____ TESTO DI STUDIO

Non tanto perché in «Edgar J» Eastwood racconta la lunga e mai interrotta storia d'amore virile e platonica tra il capo dell'Fbi e il suo braccio destro, costringendo il pubblico a stare sempre dalla parte di un innamorato frustrato nelle sue più represse passioni e pulsioni (da una educazione puritana che ne ha deformato personalità e sessualità). Ma perché il punto di vista mai liberal del repubblicano lincolniano in stato di allarme Clint (non a caso piuttosto vago quando tratta la lunga fase dei rapporti tra Fbi seconda guerra mondiale e F.D.Roosevelt) è assai più convincente quando sentenzia che Hoover sembra come lui ma è all'opposto, è il sintomo di un morbo fanatico e fondamentalista, di una malattia pericolosa e profonda che ha avvelenato lo stesso individualismo, drastico e democratico americano, e che forse è all'origine della profonda crisi di civiltà che sta distruggendo il baricentro spirituale del suo paese.

________

IL TUO COMPITO:
Rispondi alle seguenti domande sul testo di studio.
1. Tra chi si svolge la storia d'amore raccontata da Eastwood in «Edgar J»?
2. Che cosa ha deformato la personalità e la sessualità dell'innamorato?
3. Su quale fase Clint è piuttosto vago?

____ DATI ARCHIVIATI

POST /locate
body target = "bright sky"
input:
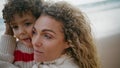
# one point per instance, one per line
(74, 2)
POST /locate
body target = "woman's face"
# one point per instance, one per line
(48, 39)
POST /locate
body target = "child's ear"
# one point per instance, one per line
(67, 45)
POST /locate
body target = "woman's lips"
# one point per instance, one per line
(27, 40)
(36, 51)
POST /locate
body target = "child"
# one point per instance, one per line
(19, 16)
(62, 38)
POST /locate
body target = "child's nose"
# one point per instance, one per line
(37, 42)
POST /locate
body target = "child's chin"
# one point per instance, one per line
(37, 59)
(29, 45)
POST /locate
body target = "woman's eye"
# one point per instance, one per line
(28, 24)
(14, 27)
(48, 36)
(33, 31)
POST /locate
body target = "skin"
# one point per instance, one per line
(48, 39)
(22, 28)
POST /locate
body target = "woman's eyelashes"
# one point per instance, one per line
(28, 24)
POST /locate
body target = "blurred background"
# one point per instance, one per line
(105, 22)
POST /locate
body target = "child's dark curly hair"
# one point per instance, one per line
(21, 7)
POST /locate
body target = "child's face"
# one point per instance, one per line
(22, 27)
(48, 39)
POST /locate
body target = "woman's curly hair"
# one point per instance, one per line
(21, 7)
(77, 32)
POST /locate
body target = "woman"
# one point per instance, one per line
(62, 38)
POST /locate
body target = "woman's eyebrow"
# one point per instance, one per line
(48, 30)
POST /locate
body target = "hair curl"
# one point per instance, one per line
(77, 32)
(21, 7)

________

SOLUZIONE:
1. Si svolge tra il capo dell'Fbi e il suo braccio destro.
2. Le ha deformate un'educazione puritana.
3. È vago sulla lunga fase dei rapporti tra Fbi, seconda guerra mondiale e F.D.Roosevelt.